▸ PROBLEM:
Reproduce the material from its beginning through the line containing "(1175, 778)", inclusive, shifting each coordinate by adding 103 to both of its values and leaving all other text unchanged.

▸ EXTRACTED RECORDS:
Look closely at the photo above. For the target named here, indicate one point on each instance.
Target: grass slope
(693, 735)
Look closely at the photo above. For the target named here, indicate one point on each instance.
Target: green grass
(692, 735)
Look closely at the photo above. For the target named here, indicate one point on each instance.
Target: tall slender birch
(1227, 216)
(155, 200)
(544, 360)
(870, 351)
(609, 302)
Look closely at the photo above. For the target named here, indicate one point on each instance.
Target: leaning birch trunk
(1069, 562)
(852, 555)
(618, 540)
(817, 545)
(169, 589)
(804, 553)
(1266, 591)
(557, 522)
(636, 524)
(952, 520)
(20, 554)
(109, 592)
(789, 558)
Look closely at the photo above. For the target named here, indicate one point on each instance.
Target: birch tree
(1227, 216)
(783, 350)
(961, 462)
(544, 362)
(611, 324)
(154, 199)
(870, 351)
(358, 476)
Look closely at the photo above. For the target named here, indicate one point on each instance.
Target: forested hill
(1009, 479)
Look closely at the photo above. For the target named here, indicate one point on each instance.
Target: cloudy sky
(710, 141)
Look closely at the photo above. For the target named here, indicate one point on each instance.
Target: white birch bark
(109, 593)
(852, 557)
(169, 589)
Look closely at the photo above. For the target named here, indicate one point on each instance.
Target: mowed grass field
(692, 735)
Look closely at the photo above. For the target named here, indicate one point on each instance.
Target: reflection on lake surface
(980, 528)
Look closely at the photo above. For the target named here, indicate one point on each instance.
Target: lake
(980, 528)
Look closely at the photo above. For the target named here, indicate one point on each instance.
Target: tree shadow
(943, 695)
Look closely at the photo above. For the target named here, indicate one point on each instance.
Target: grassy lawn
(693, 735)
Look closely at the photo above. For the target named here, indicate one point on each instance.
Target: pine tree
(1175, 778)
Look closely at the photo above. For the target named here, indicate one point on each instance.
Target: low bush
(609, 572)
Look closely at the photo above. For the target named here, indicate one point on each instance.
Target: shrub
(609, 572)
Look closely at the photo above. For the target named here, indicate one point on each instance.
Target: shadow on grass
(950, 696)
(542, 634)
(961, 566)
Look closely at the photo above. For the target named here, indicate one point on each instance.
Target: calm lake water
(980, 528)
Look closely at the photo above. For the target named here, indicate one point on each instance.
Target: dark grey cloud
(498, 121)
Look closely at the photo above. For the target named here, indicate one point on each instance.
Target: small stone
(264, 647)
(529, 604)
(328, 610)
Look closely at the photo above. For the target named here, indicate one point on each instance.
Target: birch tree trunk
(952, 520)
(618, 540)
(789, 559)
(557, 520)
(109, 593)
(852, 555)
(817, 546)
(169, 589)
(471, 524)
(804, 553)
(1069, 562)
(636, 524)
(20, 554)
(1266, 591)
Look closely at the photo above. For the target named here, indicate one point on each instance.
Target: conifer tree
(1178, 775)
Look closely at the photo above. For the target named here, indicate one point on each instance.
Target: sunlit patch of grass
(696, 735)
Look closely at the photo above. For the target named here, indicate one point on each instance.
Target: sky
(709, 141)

▸ RESPONSE BELOW:
Look closely at the photo above. For the target named here, indicate one point on each instance.
Target: grass slope
(796, 838)
Look closely at the photo above. For the target named here, indicate one point on each instance.
Target: green grass
(795, 838)
Look closely at the photo above. For the target named here, indicate one point on each instance.
Target: tall slender birch
(1330, 319)
(258, 303)
(647, 463)
(973, 454)
(712, 405)
Look closely at the photo above. For the target named here, indicate one point on each instance.
Target: leaning birch trunk
(1172, 665)
(955, 658)
(721, 643)
(920, 648)
(272, 692)
(907, 656)
(1369, 694)
(660, 625)
(739, 627)
(1055, 623)
(123, 657)
(212, 695)
(892, 661)
Look closely at the photo above. For the target named here, indicate one point on each instance.
Target: birch tree
(1330, 319)
(886, 453)
(1064, 565)
(647, 465)
(714, 427)
(257, 302)
(973, 454)
(461, 579)
Look closely at the photo above. For the target named here, indicate one point on each instance.
Target: forested hill
(1112, 582)
Look closely at the photo above. For the target named here, indicate one point on each instance.
Target: cloudy sky
(813, 244)
Look closely at the photo above. For the target named here, indicate one point on each instance.
Target: white birch bark
(212, 696)
(955, 660)
(272, 692)
Look closely at the photo above. For the target named here, indicate one point on each instance.
Target: mowed grass field
(795, 838)
Look closely at the photo above. For the target named here, indicate one point on each instance.
Target: reflection on lake surface
(1083, 631)
Look closely at the photo above. For the target named here, indicate one point on each instance.
Target: lake
(1083, 631)
Look closely at the photo above. For the target named here, indicate one point on each instance.
Target: tree shadow
(1046, 798)
Look closely at the photo above. For the target named here, indicate one point on each instance.
Target: grassy lawn
(796, 838)
Look closely at the photo above. For the target named here, indicate one point on each instance.
Target: pine tree
(1278, 881)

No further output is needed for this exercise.